**GIVEN INSTRUCTION**
Copy out, word for word, the rows below from the line with "Where can the windmill be" through the last row, both ends included.
========================================
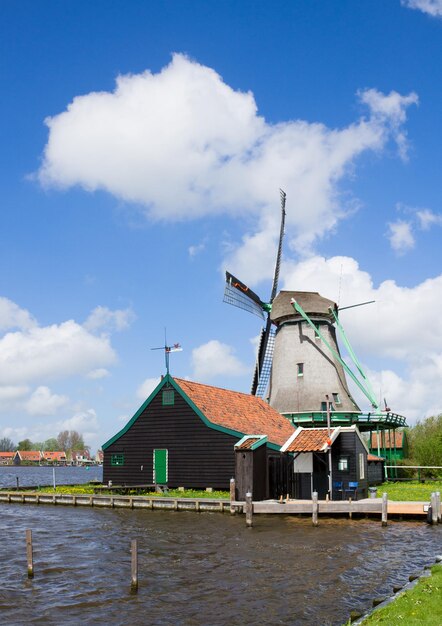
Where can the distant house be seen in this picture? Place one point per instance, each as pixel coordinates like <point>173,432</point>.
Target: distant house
<point>81,457</point>
<point>393,445</point>
<point>56,457</point>
<point>309,449</point>
<point>6,458</point>
<point>185,434</point>
<point>28,457</point>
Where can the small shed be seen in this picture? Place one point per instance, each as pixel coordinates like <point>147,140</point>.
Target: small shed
<point>185,433</point>
<point>347,473</point>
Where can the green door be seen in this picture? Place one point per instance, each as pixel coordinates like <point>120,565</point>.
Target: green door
<point>160,467</point>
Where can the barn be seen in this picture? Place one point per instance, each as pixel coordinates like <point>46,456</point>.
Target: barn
<point>185,433</point>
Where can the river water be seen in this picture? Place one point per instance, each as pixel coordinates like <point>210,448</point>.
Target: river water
<point>35,476</point>
<point>199,569</point>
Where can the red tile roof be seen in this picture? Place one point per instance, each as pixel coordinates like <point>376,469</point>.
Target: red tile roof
<point>398,436</point>
<point>247,444</point>
<point>29,455</point>
<point>310,440</point>
<point>242,412</point>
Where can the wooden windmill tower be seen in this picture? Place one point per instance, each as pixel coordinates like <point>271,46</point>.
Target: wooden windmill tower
<point>299,367</point>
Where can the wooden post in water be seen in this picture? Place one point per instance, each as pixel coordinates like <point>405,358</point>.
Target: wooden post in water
<point>315,508</point>
<point>134,565</point>
<point>249,510</point>
<point>29,554</point>
<point>434,510</point>
<point>384,514</point>
<point>232,496</point>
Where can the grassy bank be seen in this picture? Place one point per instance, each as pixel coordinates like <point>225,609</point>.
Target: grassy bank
<point>420,606</point>
<point>407,491</point>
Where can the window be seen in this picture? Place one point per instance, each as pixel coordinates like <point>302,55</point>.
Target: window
<point>361,466</point>
<point>336,398</point>
<point>117,459</point>
<point>343,463</point>
<point>168,396</point>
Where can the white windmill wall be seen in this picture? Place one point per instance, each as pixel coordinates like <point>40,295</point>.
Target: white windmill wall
<point>297,343</point>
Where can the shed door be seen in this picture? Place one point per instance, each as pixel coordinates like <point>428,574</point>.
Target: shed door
<point>160,466</point>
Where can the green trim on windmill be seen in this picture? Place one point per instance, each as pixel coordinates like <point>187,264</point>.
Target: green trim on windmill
<point>337,356</point>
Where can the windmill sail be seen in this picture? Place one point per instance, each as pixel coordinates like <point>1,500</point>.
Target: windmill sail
<point>263,366</point>
<point>238,294</point>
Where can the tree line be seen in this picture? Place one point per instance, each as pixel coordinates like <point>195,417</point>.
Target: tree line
<point>66,441</point>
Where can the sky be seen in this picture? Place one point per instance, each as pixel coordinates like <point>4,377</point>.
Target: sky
<point>143,146</point>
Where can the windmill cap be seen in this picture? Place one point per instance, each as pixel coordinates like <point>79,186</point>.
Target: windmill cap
<point>312,303</point>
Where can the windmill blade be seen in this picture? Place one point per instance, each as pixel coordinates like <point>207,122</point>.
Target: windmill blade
<point>238,294</point>
<point>278,256</point>
<point>263,366</point>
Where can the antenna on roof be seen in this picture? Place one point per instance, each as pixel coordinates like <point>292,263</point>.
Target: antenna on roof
<point>176,347</point>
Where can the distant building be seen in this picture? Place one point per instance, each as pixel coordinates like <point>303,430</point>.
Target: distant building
<point>6,458</point>
<point>56,457</point>
<point>31,457</point>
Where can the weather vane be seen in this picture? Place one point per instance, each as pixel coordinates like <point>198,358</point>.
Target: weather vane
<point>176,347</point>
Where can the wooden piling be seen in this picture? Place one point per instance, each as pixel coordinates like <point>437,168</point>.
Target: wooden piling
<point>249,510</point>
<point>434,510</point>
<point>29,555</point>
<point>384,515</point>
<point>134,565</point>
<point>315,508</point>
<point>232,496</point>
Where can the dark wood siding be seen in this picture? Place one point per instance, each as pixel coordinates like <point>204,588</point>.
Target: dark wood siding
<point>350,445</point>
<point>198,456</point>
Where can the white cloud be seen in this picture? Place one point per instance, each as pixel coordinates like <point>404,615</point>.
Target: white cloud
<point>12,316</point>
<point>401,236</point>
<point>44,402</point>
<point>214,359</point>
<point>402,327</point>
<point>56,351</point>
<point>432,7</point>
<point>146,387</point>
<point>102,318</point>
<point>225,158</point>
<point>428,218</point>
<point>101,372</point>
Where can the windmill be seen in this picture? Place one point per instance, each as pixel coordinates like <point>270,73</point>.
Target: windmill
<point>299,362</point>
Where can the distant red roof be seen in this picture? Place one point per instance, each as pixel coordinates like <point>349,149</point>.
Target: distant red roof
<point>398,438</point>
<point>29,455</point>
<point>310,440</point>
<point>238,411</point>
========================================
**SOLUTION TO THIS PROBLEM**
Where can the windmill be seen in this picture? Place one point per instance, each as pixel coordinates like <point>270,73</point>.
Target: windmill
<point>299,362</point>
Where can the distant red roof be seen in this picture? Place one point per instance, each as pixel coordinates like <point>349,149</point>.
Target: distant red roof
<point>398,438</point>
<point>29,455</point>
<point>310,440</point>
<point>238,411</point>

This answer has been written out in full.